===== Source text =====
Friday, January 25, 2013

YOU LIBS ARE SO SENSITIVE

Rubbing liberals' noses in the D.C. Circuit court's recess-appointment ruling and the Harry Reid capitulation on filibusters, Jennifer Rubin cackles:
It was a bad day for the lefties afflicted with the totalitarian temptation. (Relax: It is a term of art, a well-known one, and I am not calling Democrats totalitarians.)
Really? She's not calling Democrats totalitarian? Yeah, not exactly.

If you're don't have a Wall Street Journal online subscription and don't feel like using Google as a back-door route to the link, let me quote it for you: the link quotes the British political philosopher John N. Gray. Here's what Gray wrote (emphasis mine):
One of the features that distinguished Bolshevism from Tsarism was the insistence of Lenin and his followers on the need for a complete overhaul of society. Old-fashioned despots may modernize in piecemeal fashion if doing so seems necessary to maintain their power, but they do not aim at remaking society on a new model, still less at fashioning a new type of humanity. Communist regimes engaged in mass killing in order to achieve these transformations, and paradoxically it is this essentially totalitarian ambition that has appealed to liberals. Here as elsewhere, the commonplace distinction between utopianism and meliorism is less than fundamental. In its predominant forms, liberalism has been in recent times a version of the religion of humanity, and with rare exceptions -- [Bertrand] Russell is one of the few that come to mind -- liberals have seen the Communist experiment as a hyperbolic expression of their own project of improvement; if the experiment failed, its casualties were incurred for the sake of a progressive cause. To think otherwise -- to admit the possibility that the millions who were judged to be less than fully human suffered and died for nothing -- would be to question the idea that history is a story of continuing human advance, which for liberals today is an article of faith. That is why, despite all evidence to the contrary, so many of them continue to deny Communism's clear affinities with Fascism. Blindness to the true nature of Communism is an inability to accept that radical evil can come from the pursuit of progress.
=====
» Job 1
Turn the entries from the line containing "of the decorative" up to and including the line containing "x=129, y=269" into a numbered list, leaving out any blank lines.
The entries that follow have no connection to the blog post.
===== Data entries =====
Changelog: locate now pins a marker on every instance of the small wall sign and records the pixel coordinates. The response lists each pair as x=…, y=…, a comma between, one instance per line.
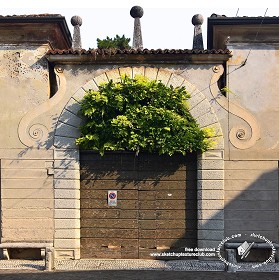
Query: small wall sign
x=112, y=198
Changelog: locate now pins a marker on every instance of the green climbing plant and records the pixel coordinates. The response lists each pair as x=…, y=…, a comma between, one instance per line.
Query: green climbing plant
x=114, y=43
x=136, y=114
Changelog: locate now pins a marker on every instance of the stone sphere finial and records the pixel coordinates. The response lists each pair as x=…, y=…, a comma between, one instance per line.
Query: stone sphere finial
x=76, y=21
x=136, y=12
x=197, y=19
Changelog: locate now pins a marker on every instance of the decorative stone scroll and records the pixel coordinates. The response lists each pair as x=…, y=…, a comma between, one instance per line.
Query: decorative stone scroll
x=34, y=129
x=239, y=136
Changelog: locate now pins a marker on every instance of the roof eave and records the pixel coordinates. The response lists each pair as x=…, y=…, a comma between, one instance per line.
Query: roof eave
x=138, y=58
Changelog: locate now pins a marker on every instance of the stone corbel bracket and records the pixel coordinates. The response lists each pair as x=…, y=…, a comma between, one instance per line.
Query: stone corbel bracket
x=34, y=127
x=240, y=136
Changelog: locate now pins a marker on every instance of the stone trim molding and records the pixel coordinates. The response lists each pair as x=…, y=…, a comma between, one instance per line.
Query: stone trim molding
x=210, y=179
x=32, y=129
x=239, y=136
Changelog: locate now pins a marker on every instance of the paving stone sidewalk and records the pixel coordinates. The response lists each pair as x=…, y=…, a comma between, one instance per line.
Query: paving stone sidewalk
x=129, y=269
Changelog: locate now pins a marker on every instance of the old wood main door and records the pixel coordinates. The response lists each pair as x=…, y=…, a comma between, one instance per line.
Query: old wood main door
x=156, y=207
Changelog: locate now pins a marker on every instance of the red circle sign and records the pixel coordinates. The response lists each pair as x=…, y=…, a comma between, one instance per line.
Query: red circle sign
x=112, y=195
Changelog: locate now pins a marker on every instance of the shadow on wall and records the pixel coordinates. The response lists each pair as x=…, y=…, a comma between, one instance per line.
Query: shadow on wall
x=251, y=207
=====
» Job 2
Answer these questions using the blog post:
(a) Whose recess-appointment ruling does the post mention?
(b) Which British political philosopher does the link quote?
(c) Whom does that philosopher name as one of the few liberal exceptions?

» Exercise solution 1
1. Changelog: locate now pins a marker on every instance of the decorative stone scroll and records the pixel coordinates. The response lists each pair as x=…, y=…, a comma between, one instance per line.
2. Query: decorative stone scroll
3. x=34, y=129
4. x=239, y=136
5. Changelog: locate now pins a marker on every instance of the roof eave and records the pixel coordinates. The response lists each pair as x=…, y=…, a comma between, one instance per line.
6. Query: roof eave
7. x=138, y=58
8. Changelog: locate now pins a marker on every instance of the stone corbel bracket and records the pixel coordinates. The response lists each pair as x=…, y=…, a comma between, one instance per line.
9. Query: stone corbel bracket
10. x=34, y=127
11. x=240, y=136
12. Changelog: locate now pins a marker on every instance of the stone trim molding and records the pixel coordinates. The response lists each pair as x=…, y=…, a comma between, one instance per line.
13. Query: stone trim molding
14. x=210, y=179
15. x=32, y=129
16. x=239, y=136
17. Changelog: locate now pins a marker on every instance of the paving stone sidewalk and records the pixel coordinates. The response lists each pair as x=…, y=…, a comma between, one instance per line.
18. Query: paving stone sidewalk
19. x=129, y=269

» Exercise solution 2
(a) The D.C. Circuit court's
(b) John N. Gray
(c) Bertrand Russell